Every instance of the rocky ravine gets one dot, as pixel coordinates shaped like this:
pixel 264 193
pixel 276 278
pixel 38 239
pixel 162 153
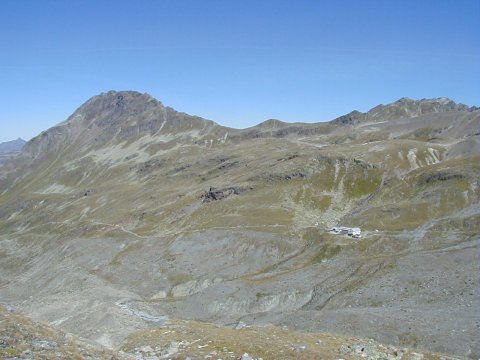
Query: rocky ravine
pixel 130 214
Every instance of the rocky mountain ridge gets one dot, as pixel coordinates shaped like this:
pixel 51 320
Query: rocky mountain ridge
pixel 130 213
pixel 12 146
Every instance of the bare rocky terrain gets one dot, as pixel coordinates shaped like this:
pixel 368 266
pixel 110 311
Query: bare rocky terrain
pixel 130 216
+ + + + +
### EXERCISE
Reproduce all of the entries above verbatim, leaving out the picture.

### ANSWER TO THIS EXERCISE
Every instance of the rocky ravine gets one dot, as pixel coordinates shaped like this:
pixel 264 193
pixel 276 278
pixel 38 239
pixel 162 153
Query: rocky ravine
pixel 130 214
Every instance of the rocky mountain ridge gets one dot, as pixel coordinates shaped like this:
pixel 51 320
Query: rocky mountain ridge
pixel 130 213
pixel 12 146
Every instance of the bare rocky terrain gets one dot, as pixel coordinates shaped like this:
pixel 368 266
pixel 110 311
Query: bare rocky terrain
pixel 130 216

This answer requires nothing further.